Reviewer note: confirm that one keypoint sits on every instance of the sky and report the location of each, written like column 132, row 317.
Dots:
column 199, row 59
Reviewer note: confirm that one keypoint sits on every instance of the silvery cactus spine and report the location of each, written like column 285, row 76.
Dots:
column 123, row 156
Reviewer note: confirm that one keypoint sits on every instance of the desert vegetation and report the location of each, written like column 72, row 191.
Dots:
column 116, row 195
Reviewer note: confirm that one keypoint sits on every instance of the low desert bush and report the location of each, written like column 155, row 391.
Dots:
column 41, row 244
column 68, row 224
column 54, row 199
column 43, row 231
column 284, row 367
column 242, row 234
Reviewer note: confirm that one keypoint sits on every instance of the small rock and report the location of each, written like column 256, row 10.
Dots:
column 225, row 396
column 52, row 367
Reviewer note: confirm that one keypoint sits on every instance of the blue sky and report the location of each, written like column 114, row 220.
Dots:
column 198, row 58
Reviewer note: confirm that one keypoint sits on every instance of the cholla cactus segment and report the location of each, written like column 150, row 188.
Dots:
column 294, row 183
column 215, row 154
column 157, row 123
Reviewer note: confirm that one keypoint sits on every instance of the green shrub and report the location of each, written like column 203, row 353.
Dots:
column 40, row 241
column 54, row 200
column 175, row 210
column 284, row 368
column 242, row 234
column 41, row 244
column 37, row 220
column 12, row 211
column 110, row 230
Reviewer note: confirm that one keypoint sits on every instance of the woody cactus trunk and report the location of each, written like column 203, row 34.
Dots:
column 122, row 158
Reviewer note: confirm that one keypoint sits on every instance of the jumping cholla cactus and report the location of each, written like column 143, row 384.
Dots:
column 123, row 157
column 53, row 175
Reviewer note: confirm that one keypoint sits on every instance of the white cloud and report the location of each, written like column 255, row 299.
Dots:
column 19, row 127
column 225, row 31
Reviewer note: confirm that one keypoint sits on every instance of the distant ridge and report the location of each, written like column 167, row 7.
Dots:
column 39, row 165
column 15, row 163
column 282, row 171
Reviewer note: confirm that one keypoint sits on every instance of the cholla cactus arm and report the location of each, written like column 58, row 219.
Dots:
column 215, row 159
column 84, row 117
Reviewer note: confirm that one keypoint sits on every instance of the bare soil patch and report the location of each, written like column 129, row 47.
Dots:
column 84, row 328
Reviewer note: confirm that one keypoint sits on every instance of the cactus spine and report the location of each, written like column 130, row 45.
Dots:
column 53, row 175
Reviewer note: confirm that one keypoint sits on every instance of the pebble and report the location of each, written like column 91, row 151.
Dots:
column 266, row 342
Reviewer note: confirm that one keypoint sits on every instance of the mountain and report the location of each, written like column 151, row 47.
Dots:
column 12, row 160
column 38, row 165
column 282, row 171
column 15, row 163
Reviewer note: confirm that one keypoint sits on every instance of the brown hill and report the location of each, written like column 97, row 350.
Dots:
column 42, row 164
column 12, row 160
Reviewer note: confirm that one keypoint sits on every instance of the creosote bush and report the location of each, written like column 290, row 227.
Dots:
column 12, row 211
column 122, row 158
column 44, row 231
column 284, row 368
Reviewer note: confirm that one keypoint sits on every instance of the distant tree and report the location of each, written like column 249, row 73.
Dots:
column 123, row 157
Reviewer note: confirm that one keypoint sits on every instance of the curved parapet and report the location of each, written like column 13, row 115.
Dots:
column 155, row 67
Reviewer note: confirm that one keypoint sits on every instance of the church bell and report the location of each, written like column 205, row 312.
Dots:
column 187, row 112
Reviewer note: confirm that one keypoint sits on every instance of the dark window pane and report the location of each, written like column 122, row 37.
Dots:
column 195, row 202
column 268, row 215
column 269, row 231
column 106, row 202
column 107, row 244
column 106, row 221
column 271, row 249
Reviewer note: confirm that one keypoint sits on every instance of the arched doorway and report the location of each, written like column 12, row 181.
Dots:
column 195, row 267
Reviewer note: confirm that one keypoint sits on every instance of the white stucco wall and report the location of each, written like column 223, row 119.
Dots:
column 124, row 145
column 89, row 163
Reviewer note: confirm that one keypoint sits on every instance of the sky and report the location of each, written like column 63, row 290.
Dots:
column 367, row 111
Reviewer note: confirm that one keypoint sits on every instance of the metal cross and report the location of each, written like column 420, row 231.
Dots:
+++++
DESCRIPTION OF THE TASK:
Copy every one of the lines above word for word, with nothing changed.

EXERCISE RESULT:
Reviewer note: confirm that one keypoint sits on every instance of the sky and report the location of each, written like column 132, row 317.
Dots:
column 199, row 59
Reviewer note: confirm that one keypoint sits on every instance of the silvery cactus spine and report the location of each, written like column 285, row 76.
Dots:
column 123, row 156
Reviewer note: confirm that one keypoint sits on every instance of the desert vegetation and report the location of each, written like column 72, row 191.
Dots:
column 116, row 195
Reviewer note: confirm that one keypoint sits on every instance of the low desert bush and report the location of each, written like column 155, row 391.
Dots:
column 41, row 244
column 68, row 224
column 54, row 199
column 43, row 231
column 284, row 367
column 242, row 234
Reviewer note: confirm that one keypoint sits on every instance of the small rock and report the location of each, written like column 256, row 10.
Dots:
column 225, row 396
column 52, row 367
Reviewer note: confirm that one keypoint sits on every instance of the blue sky and report the location of each, written like column 114, row 220.
Dots:
column 198, row 58
Reviewer note: confirm that one keypoint sits on every instance of the cholla cactus segment and report the location of each, written like column 150, row 188.
Dots:
column 294, row 183
column 215, row 154
column 157, row 123
Reviewer note: confirm that one keypoint sits on every instance of the green shrub and report the location of each, written like column 203, row 353.
Dots:
column 40, row 241
column 54, row 200
column 175, row 210
column 284, row 368
column 242, row 234
column 41, row 244
column 37, row 220
column 12, row 211
column 110, row 230
Reviewer note: confirm that one keypoint sits on every instance of the woody cactus trunk and report the location of each, written like column 203, row 34.
Dots:
column 122, row 158
Reviewer note: confirm that one keypoint sits on every instance of the jumping cholla cactus and report the location of each, written like column 143, row 384.
Dots:
column 123, row 157
column 53, row 175
Reviewer note: confirm that one keypoint sits on every instance of the white cloud and report the location of each, written like column 255, row 299.
Dots:
column 19, row 127
column 225, row 31
Reviewer note: confirm that one keypoint sits on every instance of the distant ridge and report the location of each, written like column 167, row 7.
Dots:
column 39, row 165
column 15, row 163
column 282, row 171
Reviewer note: confirm that one keypoint sits on every instance of the cholla cactus arm and report the location of each, written like column 58, row 219.
Dots:
column 215, row 159
column 84, row 117
Reviewer note: confirm that one keypoint sits on every instance of the bare soil patch and report the location of each, written like column 129, row 47.
Dots:
column 84, row 328
Reviewer note: confirm that one keypoint sits on every instance of the cactus spine and report the location of each, written like column 130, row 45.
Dots:
column 53, row 175
Reviewer note: confirm that one keypoint sits on every instance of the pebble and report the location of each, written like column 91, row 151.
Dots:
column 266, row 342
Reviewer note: confirm that one keypoint sits on every instance of the mountain and report the location of each, written like column 151, row 47.
Dots:
column 12, row 160
column 38, row 165
column 282, row 171
column 15, row 163
Reviewer note: confirm that one keypoint sits on every instance of the brown hill and report the location of each, written like column 97, row 350.
Dots:
column 42, row 164
column 12, row 160
Reviewer note: confirm that one keypoint sits on every instance of the creosote bush and report the location of each, written like column 290, row 227.
Dots:
column 12, row 211
column 122, row 158
column 44, row 231
column 284, row 368
Reviewer note: confirm that one keypoint sits on every instance of the distant tree and report the location of each, written like column 249, row 73.
Dots:
column 123, row 157
Reviewer note: confirm that one keypoint sits on every instance of the curved parapet and report the location of each, written like column 13, row 115.
Dots:
column 155, row 67
Reviewer note: confirm that one keypoint sits on every instance of the church bell and report the location of each, written like column 205, row 312.
Dots:
column 187, row 112
Reviewer note: confirm that one keypoint sits on every instance of the dark window pane and report the location of each, written like column 122, row 37.
Dots:
column 195, row 202
column 268, row 215
column 269, row 231
column 106, row 202
column 107, row 244
column 106, row 221
column 271, row 249
Reviewer note: confirm that one keypoint sits on every instance of the arched doorway and report the location of each, written like column 12, row 181.
Dots:
column 195, row 267
Reviewer note: confirm that one keypoint sits on every instance of the white stucco wall and report the location of each, written like column 223, row 119.
Dots:
column 124, row 145
column 89, row 163
Reviewer note: confirm that one keypoint sits on every instance of the sky and report the location of each, written like column 63, row 290.
Dots:
column 367, row 111
Reviewer note: confirm that one keypoint sits on every instance of the metal cross and report the location of each, written like column 420, row 231.
Dots:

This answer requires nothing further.